Requirement:
Could you rewrite the records from the start up to and including the line with "[[444, 136]]", changing "tactical glove" to "leather glove" and leaving everything else the same?

A block of data
──────
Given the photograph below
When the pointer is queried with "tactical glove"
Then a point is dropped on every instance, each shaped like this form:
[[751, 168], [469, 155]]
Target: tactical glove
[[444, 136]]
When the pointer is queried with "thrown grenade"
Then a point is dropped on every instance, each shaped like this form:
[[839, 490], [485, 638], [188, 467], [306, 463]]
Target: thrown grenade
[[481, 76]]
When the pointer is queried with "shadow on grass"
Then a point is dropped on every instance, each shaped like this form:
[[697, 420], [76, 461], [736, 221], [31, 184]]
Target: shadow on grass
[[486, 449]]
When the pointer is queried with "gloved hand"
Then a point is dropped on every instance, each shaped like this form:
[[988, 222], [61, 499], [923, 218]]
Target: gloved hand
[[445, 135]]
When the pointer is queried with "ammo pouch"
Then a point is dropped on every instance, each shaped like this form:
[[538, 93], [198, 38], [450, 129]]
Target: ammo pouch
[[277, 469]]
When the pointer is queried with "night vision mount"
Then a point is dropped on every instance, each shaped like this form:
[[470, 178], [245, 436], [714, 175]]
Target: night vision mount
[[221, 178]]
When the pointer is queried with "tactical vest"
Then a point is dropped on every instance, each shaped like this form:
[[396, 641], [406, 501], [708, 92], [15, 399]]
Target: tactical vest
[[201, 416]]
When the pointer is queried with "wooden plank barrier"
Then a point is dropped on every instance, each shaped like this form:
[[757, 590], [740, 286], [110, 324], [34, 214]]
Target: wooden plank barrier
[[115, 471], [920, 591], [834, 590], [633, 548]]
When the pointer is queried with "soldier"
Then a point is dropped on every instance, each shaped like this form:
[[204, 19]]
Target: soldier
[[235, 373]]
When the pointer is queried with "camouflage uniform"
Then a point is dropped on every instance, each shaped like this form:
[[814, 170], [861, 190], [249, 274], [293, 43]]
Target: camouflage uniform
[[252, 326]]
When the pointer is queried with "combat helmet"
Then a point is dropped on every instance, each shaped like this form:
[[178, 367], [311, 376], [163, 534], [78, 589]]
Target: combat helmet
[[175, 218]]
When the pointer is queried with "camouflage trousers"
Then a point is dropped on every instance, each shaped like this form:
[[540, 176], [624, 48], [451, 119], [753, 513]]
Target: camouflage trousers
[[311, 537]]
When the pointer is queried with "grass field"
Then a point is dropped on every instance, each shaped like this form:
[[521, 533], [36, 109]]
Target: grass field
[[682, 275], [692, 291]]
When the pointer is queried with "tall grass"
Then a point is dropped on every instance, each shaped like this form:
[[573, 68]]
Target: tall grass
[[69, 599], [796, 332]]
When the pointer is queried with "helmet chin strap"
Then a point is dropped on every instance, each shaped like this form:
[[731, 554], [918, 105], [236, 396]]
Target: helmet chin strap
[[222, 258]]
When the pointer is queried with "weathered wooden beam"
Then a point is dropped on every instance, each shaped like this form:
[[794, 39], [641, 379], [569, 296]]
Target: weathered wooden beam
──────
Answer to this exercise:
Given the photograph below
When the pointer is queried with "leather glove"
Then a point is dropped on every instance, each shaped like this form:
[[751, 168], [469, 155]]
Target: leather glove
[[444, 136]]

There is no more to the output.